=== Exercise brief ===
Could you rewrite the lines below as a numbered list, starting with the line containing "Mark one point on every instance of the man's" and going through the line containing "Target: man's face", with any blank lines left out?

=== Supplied data ===
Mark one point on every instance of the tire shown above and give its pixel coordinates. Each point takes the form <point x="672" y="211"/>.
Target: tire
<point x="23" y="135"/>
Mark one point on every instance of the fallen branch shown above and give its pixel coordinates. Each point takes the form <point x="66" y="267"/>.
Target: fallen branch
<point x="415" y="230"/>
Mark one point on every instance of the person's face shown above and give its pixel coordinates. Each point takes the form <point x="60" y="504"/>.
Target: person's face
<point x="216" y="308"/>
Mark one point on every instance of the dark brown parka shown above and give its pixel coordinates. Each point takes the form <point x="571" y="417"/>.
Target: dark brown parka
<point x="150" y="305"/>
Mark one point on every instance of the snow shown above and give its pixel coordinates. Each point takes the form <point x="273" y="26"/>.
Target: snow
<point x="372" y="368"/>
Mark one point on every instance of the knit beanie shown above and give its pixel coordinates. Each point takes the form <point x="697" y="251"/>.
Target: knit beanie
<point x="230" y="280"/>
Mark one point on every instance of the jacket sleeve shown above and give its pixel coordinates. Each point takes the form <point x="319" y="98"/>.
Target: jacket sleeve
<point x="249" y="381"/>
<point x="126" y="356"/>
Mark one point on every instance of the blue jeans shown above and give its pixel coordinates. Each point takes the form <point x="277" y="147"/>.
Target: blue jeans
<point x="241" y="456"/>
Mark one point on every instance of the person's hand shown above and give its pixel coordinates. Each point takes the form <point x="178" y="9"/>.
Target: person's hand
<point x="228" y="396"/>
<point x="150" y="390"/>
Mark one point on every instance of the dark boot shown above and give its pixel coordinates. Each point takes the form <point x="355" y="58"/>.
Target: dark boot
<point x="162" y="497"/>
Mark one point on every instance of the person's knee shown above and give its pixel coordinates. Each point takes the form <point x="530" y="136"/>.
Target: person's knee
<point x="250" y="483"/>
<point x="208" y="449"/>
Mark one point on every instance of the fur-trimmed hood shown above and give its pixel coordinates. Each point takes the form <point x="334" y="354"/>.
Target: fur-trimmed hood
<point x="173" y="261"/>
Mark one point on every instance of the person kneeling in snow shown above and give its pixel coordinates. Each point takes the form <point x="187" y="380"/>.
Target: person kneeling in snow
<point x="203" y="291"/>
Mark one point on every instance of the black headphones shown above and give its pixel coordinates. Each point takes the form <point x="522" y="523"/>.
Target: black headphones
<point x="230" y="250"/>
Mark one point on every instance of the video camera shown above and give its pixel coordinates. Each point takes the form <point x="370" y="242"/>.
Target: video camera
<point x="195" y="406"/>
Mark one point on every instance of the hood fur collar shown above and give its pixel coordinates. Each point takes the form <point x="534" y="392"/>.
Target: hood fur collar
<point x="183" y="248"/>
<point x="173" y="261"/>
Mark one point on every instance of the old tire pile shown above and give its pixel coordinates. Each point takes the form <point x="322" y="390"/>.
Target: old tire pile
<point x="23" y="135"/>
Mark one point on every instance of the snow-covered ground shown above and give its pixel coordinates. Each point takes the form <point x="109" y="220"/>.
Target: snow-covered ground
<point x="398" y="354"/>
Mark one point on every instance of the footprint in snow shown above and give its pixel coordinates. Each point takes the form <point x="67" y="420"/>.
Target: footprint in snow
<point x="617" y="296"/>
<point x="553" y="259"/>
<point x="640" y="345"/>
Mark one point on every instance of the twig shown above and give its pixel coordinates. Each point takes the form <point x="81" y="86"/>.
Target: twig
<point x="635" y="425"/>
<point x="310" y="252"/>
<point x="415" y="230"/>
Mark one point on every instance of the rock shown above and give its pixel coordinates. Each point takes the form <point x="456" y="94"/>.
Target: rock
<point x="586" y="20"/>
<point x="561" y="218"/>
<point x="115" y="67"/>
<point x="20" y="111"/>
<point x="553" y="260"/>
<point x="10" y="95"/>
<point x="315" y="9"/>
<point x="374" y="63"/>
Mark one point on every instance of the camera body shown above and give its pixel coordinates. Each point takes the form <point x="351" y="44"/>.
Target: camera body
--
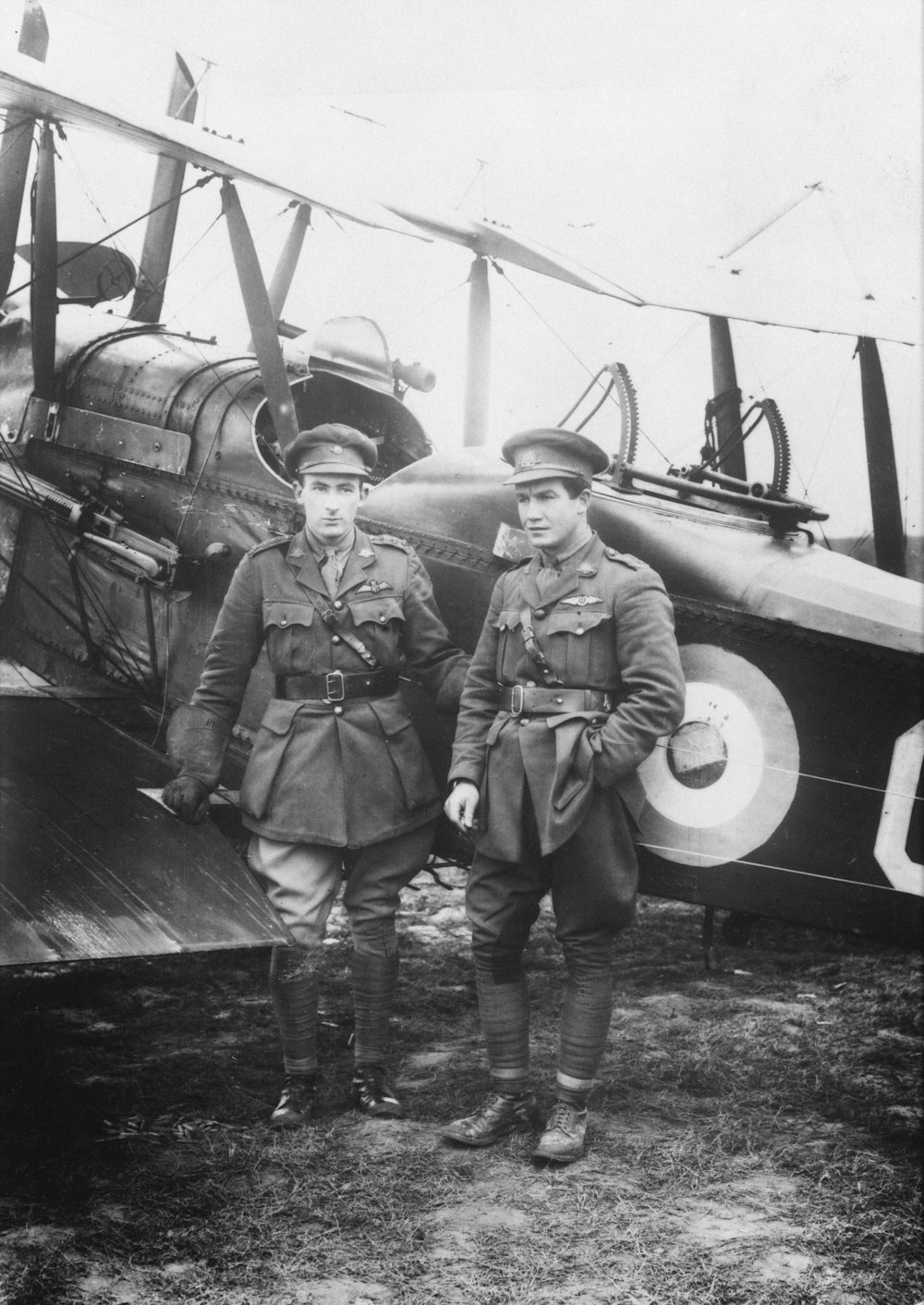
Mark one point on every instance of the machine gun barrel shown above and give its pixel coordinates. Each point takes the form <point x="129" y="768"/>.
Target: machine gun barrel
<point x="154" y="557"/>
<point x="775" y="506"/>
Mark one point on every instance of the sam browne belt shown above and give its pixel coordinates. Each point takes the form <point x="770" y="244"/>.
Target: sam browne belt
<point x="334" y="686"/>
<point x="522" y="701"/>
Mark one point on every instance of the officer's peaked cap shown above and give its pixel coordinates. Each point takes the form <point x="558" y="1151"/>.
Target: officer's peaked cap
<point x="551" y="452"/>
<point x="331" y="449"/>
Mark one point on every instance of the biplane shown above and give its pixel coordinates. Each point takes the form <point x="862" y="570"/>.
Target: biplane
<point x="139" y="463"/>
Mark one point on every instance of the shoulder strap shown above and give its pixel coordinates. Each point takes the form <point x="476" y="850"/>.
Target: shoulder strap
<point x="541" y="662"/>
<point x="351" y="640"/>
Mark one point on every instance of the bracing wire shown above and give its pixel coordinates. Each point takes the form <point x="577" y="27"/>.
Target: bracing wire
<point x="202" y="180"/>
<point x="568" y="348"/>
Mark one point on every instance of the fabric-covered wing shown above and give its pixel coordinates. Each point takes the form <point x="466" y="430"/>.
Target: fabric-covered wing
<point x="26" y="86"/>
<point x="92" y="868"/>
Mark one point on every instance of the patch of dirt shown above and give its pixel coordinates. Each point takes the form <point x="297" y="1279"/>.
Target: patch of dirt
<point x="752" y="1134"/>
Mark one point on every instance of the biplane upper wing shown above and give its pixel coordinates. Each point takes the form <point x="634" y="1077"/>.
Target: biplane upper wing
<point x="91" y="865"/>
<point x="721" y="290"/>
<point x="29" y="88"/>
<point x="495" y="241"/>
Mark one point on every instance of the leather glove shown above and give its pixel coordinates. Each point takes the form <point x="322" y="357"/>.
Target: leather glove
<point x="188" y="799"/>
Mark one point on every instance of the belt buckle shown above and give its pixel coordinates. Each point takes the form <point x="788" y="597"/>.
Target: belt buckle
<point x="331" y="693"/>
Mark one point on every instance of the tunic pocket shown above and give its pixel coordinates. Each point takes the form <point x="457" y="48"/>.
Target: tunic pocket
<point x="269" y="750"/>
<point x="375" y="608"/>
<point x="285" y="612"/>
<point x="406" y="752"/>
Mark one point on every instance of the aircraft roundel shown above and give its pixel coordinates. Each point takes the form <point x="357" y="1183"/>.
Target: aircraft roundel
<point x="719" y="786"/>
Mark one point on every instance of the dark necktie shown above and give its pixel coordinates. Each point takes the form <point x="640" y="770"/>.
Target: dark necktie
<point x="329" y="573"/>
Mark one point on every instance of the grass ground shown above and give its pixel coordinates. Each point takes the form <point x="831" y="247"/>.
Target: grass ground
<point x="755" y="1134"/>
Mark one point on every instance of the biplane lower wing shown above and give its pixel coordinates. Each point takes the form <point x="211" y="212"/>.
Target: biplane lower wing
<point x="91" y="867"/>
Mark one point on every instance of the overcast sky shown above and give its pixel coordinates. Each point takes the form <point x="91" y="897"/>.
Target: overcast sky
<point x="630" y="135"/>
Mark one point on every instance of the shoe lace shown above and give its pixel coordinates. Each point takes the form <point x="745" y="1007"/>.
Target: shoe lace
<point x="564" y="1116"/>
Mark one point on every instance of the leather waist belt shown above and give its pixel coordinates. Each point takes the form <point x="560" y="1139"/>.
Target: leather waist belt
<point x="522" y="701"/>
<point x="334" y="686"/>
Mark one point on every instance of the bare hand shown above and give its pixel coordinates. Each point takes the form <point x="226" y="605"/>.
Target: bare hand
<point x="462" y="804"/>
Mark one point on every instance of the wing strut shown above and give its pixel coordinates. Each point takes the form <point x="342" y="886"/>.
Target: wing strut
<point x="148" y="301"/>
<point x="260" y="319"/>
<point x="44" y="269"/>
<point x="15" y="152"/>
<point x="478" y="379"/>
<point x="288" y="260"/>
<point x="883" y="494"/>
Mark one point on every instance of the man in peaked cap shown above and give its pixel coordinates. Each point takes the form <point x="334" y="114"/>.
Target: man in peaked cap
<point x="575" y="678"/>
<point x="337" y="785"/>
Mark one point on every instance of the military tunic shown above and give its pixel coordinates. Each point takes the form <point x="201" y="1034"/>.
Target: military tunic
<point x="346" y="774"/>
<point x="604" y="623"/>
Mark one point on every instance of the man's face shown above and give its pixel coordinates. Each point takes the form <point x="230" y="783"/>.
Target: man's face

=== Finished exercise ===
1. Mark one point on every instance of the man's face shown above and give its pixel coordinates. Each point takes the form <point x="230" y="783"/>.
2. Target: man's face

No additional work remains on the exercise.